BEGIN Excerpted data
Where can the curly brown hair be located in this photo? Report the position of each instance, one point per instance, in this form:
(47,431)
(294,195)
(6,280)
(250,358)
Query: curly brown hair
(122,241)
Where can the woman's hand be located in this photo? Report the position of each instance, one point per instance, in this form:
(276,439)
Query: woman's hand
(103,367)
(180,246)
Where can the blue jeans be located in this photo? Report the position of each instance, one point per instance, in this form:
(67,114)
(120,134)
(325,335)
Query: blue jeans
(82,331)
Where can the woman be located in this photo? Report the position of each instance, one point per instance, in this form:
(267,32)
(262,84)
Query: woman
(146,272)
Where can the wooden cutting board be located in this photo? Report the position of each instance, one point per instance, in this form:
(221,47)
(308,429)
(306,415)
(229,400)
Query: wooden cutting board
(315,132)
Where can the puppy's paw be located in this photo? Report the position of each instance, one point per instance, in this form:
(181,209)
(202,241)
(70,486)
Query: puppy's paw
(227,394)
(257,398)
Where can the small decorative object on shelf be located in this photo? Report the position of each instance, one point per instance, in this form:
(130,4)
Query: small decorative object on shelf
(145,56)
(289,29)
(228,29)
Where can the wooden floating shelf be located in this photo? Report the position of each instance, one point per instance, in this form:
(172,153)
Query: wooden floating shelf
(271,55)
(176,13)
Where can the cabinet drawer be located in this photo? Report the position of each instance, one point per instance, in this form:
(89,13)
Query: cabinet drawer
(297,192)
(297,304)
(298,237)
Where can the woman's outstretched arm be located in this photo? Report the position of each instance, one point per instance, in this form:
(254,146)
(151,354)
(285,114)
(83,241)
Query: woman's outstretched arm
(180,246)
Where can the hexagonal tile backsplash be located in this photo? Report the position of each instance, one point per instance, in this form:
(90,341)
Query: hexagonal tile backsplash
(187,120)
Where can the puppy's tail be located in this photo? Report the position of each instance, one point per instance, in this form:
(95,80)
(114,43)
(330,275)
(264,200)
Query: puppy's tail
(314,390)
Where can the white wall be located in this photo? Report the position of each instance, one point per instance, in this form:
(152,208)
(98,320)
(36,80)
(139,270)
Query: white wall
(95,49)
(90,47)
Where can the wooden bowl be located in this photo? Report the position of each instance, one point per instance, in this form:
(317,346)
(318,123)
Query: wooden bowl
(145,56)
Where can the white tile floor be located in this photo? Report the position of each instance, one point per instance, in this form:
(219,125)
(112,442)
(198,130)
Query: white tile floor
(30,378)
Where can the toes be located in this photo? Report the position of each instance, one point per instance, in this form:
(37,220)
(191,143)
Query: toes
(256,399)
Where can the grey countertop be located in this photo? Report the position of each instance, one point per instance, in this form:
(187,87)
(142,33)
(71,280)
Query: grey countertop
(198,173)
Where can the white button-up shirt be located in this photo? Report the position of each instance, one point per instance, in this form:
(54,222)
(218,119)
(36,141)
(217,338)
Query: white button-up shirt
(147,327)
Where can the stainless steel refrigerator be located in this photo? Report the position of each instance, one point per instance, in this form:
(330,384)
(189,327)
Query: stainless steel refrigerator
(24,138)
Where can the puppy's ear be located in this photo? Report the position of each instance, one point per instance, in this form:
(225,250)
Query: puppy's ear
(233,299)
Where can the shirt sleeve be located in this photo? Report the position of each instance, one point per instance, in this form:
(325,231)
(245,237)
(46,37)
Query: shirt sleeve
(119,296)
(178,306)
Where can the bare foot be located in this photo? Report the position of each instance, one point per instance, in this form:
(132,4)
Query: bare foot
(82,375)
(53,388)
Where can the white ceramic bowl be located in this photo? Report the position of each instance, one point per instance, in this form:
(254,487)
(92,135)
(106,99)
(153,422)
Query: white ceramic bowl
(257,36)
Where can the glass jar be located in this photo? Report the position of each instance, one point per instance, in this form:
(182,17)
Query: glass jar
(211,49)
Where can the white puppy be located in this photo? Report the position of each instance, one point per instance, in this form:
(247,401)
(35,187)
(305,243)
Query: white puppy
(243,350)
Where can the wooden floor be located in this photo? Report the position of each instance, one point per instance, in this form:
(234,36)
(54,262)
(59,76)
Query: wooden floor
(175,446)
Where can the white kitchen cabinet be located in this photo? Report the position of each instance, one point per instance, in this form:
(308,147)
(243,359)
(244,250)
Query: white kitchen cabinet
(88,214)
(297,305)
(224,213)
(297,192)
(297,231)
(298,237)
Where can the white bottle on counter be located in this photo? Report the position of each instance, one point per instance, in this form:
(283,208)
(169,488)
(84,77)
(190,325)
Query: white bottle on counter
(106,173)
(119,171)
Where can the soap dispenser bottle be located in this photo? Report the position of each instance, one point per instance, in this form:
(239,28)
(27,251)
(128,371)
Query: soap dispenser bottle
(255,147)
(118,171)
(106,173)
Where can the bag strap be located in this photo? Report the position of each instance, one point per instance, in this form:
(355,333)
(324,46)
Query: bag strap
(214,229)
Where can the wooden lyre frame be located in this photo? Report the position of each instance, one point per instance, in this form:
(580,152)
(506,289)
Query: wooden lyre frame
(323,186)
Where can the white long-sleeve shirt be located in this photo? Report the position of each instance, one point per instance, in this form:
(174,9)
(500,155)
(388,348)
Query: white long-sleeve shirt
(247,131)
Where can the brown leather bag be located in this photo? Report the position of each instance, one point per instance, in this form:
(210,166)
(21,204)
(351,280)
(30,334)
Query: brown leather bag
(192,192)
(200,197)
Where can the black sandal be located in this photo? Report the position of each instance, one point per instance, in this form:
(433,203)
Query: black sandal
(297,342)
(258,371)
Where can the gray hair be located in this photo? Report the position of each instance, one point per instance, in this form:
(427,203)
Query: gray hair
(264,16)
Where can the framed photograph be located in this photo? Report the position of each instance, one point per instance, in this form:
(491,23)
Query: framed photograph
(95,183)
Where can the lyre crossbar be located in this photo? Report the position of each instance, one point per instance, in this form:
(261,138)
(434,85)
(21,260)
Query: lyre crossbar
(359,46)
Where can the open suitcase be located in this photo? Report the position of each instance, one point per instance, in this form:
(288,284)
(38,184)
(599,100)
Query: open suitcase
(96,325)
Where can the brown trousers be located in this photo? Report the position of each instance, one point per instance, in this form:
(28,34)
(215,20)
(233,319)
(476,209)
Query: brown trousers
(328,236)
END Excerpted data
* **Problem description**
All the lines above need to be printed again, exactly.

* **The answer**
Where can the curly brown hair be located in this photo? Report the position of each instance, one point per instance, in this form:
(47,431)
(294,195)
(6,280)
(250,358)
Query: curly brown hair
(122,241)
Where can the woman's hand be located in this photo? Report the position of each instance, one point per instance, in this form:
(276,439)
Query: woman's hand
(103,367)
(180,246)
Where can the blue jeans be located in this photo? Report the position of each instance, one point per instance, in this form:
(67,114)
(120,134)
(325,335)
Query: blue jeans
(82,331)
Where can the woman be located in this photo? Report the position of each instance, one point per instance, in this form:
(267,32)
(262,84)
Query: woman
(146,272)
Where can the wooden cutting board be located in this photo? Report the position of each instance, one point per instance, in this form:
(221,47)
(308,429)
(306,415)
(229,400)
Query: wooden cutting board
(315,132)
Where can the puppy's paw be located in this photo? Report the position of each instance, one point per instance, in this form:
(181,209)
(202,241)
(70,486)
Query: puppy's paw
(227,394)
(257,398)
Where can the small decorative object on shelf be located in this photo? Report the position of each instance, one point per instance, in this form:
(130,4)
Query: small decorative object on shelf
(145,56)
(289,29)
(228,29)
Where can the wooden floating shelf be located in this photo? Report the position of each instance, one point per instance, in this form:
(172,153)
Query: wooden floating shelf
(271,55)
(176,13)
Where can the cabinet drawer be located in this photo? Report the position of each instance, one point per instance, in this form:
(89,13)
Query: cabinet drawer
(297,192)
(297,304)
(298,237)
Where can the woman's outstretched arm be located in this photo? Report the position of each instance, one point per instance, in this form:
(254,146)
(151,354)
(285,114)
(83,241)
Query: woman's outstretched arm
(180,246)
Where can the hexagonal tile backsplash be located in this photo? Report the position of each instance, one point per instance, in this form:
(90,341)
Query: hexagonal tile backsplash
(187,120)
Where can the puppy's tail be located in this photo? Report the position of each instance, one point per instance, in this form:
(95,80)
(114,43)
(330,275)
(264,200)
Query: puppy's tail
(314,390)
Where can the white wall be located in this photo? Report the position of each instance, one point per instance, in this form:
(152,208)
(98,320)
(36,80)
(139,270)
Query: white wall
(95,49)
(90,47)
Where can the wooden bowl be located in this photo? Report the position of each instance, one point per instance, in this form:
(317,346)
(318,123)
Query: wooden bowl
(145,56)
Where can the white tile floor be located in this photo? Report the position of each instance, one point per instance, in this form:
(219,125)
(112,442)
(198,130)
Query: white tile floor
(30,378)
Where can the toes be located in this photo? Report the position of each instance, one point per instance, in this form:
(37,220)
(191,143)
Query: toes
(256,399)
Where can the grey countertop be located in this photo? Report the position of each instance, one point per instance, in this form:
(187,87)
(142,33)
(71,280)
Query: grey countertop
(198,173)
Where can the white button-up shirt be located in this photo? Report the position of each instance, one point per instance, in this form:
(54,222)
(218,119)
(36,141)
(217,338)
Query: white button-up shirt
(147,327)
Where can the stainless steel refrigerator be located in this photo? Report the position of each instance, one point per instance, in this form:
(330,384)
(189,327)
Query: stainless steel refrigerator
(24,138)
Where can the puppy's ear be located in this photo? Report the position of each instance, one point per instance, in this form:
(225,250)
Query: puppy's ear
(233,299)
Where can the shirt sleeve be located in this photo? Report the position of each instance, one point per instance, in this form:
(325,231)
(245,237)
(46,37)
Query: shirt sleeve
(119,296)
(178,306)
Where can the bare foot be located in this photo? Report the position of each instance, one point per instance, in this form:
(132,4)
Query: bare foot
(82,375)
(53,388)
Where can the white ceramic bowl be located in this photo? Report the position of each instance, one point per instance, in this form:
(254,487)
(92,135)
(106,99)
(153,422)
Query: white ceramic bowl
(257,36)
Where can the glass jar be located in this photo? Report the position of each instance, one point per instance, in this form:
(182,17)
Query: glass jar
(211,49)
Where can the white puppy be located in this photo? Report the position of each instance, one point per instance, in this form:
(247,401)
(35,187)
(305,243)
Query: white puppy
(243,350)
Where can the wooden floor be located in this photo? Report the position of each instance, one point per instance, in this form:
(234,36)
(54,262)
(59,76)
Query: wooden floor
(175,446)
Where can the white kitchen cabinet be located in this photo? Report the position of each instance, one point per instance, in this form:
(308,147)
(243,359)
(244,250)
Query: white kitchen cabinet
(88,214)
(297,305)
(224,213)
(297,192)
(297,231)
(298,237)
Where can the white bottle on counter be located in this photo? Report the position of each instance, one point per instance, in this form:
(283,208)
(169,488)
(84,77)
(190,325)
Query: white bottle on counter
(106,173)
(119,171)
Where can the soap dispenser bottle be located in this photo? Report the position of each instance, one point per instance, in this form:
(239,28)
(27,251)
(128,371)
Query: soap dispenser bottle
(255,147)
(118,171)
(106,173)
Where can the bag strap be located in this photo? Report the position of each instance, one point per instance, in this form:
(355,333)
(324,46)
Query: bag strap
(214,229)
Where can the wooden lyre frame be located in this photo? Report the position of each instance, one point per instance, in this form:
(580,152)
(506,289)
Query: wooden lyre frame
(323,186)
Where can the white long-sleeve shirt be located in this photo? Report the position of each instance, one point per instance, in this form:
(174,9)
(500,155)
(388,348)
Query: white long-sleeve shirt
(247,131)
Where can the brown leather bag be located in this photo? Report the position of each instance, one point per instance, in this form:
(210,166)
(21,204)
(351,280)
(30,334)
Query: brown leather bag
(192,192)
(200,197)
Where can the black sandal be located in this photo? Report the position of each instance, one point per instance, in this form:
(433,203)
Query: black sandal
(297,342)
(258,371)
Where can the gray hair be located in this photo? Report the position of each instance, one point per instance, in this form:
(427,203)
Query: gray hair
(264,16)
Where can the framed photograph be located in this photo? Report the position of each instance, one point per instance, in this form:
(491,23)
Query: framed photograph
(95,183)
Where can the lyre crossbar be located in this photo? Report the position of each instance, one point per instance, in this form:
(261,138)
(434,85)
(21,260)
Query: lyre crossbar
(359,46)
Where can the open suitcase be located in this photo? Report the position of each instance, one point per instance, in this form:
(288,284)
(38,184)
(599,100)
Query: open suitcase
(96,325)
Where can the brown trousers be located in this photo? Report the position of each instance, one point per instance, in this form:
(28,34)
(215,20)
(233,319)
(476,209)
Query: brown trousers
(328,236)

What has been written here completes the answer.